Quoted text ::

MINNEAPOLIS -- The rate at which the trade market progresses before the deadline is exponential. Each deal changes the landscape for the next one; teams on the cusp can change from buyers to sellers and back in a week.
Tuesday clarified the deadline slightly. Off the market went Ben Zobrist, acquired by the Royals. The Jonathan Papelbon shoe finally dropped as Washington received him from the Phillies. The Angels strengthened their outfield, adding David Murphy and David DeJesus after trading for Shane Victorino. And remember when Troy Tulowitzki changed hands?
The players can change the calculus as well. It wasn’t that long ago that Jeff Francoeur looked like a good right-handed complement to a struggling Gregory Polanco; it was reported here and elsewhere that the Pirates were interested. Now, with Polanco playing the best baseball of his brief career, is the need that great? And, as I’ve heard around baseball this month, given what Francoeur would bring in return -- not much -- is it even worth it for the Phillies to trade him?
The Pirates’ infield is more secure now, with Aramis Ramirez and Jung Ho Kang. The Ramirez acquisition probably takes the Pirates away from Cliff Pennington and Clint Barmes, whom I was told the Pirates had interest in.

Required work ::
[a] Reproduce the trade deadline article between "Tuesday clarified the" and "Tulowitzki changed hands?", inclusive, and swap "Royals" for "Cardinals" wherever it appears in that span.
[b] Locate every line of the records that contains the string "blue" and copy each such line out. Matching is case-sensitive.
The trade deadline article and the records are unrelated material.

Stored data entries

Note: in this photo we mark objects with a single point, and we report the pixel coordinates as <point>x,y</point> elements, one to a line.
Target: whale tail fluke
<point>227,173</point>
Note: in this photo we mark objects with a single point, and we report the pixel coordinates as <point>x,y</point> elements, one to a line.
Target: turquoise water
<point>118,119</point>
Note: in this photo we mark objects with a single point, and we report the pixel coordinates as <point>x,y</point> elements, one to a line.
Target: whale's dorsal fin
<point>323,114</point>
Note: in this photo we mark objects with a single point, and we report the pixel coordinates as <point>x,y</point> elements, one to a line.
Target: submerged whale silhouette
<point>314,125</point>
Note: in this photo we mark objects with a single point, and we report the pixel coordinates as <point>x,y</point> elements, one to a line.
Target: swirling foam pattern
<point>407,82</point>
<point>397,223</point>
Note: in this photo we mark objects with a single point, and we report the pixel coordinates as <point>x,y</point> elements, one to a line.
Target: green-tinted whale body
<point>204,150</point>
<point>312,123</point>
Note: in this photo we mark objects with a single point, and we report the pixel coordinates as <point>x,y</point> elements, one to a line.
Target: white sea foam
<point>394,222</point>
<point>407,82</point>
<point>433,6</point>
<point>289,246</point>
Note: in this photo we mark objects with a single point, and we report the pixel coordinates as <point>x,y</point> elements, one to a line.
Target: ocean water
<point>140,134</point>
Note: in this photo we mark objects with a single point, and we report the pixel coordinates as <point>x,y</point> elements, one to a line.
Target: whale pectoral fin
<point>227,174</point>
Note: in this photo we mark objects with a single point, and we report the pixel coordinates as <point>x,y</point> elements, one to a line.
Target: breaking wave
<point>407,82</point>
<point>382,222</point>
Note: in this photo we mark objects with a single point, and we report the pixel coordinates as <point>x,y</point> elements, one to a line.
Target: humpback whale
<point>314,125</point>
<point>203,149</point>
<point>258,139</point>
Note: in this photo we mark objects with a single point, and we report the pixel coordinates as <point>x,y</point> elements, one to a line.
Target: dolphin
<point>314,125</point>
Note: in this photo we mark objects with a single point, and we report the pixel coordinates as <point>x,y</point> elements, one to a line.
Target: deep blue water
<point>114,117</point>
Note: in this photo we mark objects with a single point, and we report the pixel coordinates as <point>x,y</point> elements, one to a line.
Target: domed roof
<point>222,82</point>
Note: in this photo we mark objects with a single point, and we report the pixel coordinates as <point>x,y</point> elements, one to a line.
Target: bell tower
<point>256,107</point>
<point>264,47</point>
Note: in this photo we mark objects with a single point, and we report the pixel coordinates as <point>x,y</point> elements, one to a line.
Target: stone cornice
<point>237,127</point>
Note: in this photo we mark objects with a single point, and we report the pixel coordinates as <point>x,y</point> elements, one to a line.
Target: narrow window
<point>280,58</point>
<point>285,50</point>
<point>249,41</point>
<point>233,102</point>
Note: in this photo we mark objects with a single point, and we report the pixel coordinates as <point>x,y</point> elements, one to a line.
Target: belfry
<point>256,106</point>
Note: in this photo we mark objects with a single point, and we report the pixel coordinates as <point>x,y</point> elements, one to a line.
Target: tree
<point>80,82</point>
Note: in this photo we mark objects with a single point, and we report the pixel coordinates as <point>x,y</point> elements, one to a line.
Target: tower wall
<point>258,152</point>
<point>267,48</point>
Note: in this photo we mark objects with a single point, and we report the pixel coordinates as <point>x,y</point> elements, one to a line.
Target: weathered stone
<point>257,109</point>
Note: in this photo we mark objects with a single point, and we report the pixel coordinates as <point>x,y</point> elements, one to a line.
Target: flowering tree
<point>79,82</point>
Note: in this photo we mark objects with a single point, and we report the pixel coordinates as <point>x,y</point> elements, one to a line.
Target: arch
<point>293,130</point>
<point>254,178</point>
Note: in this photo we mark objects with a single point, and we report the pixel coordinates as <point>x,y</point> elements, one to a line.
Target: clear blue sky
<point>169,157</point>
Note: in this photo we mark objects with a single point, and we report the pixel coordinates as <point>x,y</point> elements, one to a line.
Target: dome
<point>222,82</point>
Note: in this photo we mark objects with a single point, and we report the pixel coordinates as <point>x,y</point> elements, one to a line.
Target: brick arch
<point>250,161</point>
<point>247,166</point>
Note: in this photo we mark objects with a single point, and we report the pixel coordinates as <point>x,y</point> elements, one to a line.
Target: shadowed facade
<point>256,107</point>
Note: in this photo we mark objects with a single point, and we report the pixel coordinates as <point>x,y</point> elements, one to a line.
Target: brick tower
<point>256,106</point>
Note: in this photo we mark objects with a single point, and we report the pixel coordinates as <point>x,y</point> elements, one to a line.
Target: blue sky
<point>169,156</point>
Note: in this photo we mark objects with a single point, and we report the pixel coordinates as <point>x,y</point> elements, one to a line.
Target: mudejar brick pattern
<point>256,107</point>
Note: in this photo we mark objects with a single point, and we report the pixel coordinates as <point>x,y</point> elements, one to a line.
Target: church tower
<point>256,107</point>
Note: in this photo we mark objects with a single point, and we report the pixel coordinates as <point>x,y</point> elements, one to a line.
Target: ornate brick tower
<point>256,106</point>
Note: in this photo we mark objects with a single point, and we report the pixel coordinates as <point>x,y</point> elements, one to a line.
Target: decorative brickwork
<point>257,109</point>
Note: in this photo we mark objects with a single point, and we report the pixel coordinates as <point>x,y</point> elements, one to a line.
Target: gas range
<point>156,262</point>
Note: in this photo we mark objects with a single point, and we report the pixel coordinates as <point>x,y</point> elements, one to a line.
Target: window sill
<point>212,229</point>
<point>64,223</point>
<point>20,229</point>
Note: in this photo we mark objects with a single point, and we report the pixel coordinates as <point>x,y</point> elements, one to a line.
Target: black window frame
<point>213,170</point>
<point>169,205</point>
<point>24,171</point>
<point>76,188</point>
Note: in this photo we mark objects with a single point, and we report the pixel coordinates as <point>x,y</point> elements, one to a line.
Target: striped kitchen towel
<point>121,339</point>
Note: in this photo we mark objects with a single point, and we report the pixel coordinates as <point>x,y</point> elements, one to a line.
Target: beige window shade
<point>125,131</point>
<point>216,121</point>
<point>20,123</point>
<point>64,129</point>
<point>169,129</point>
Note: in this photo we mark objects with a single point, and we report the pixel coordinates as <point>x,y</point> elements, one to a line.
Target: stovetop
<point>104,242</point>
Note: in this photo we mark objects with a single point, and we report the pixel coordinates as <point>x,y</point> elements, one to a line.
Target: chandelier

Solutions to the tasks ::
[a]
Tuesday clarified the deadline slightly. Off the market went Ben Zobrist, acquired by the Cardinals. The Jonathan Papelbon shoe finally dropped as Washington received him from the Phillies. The Angels strengthened their outfield, adding David Murphy and David DeJesus after trading for Shane Victorino. And remember when Troy Tulowitzki changed hands?

[b]
Target: deep blue water
Target: clear blue sky
Target: blue sky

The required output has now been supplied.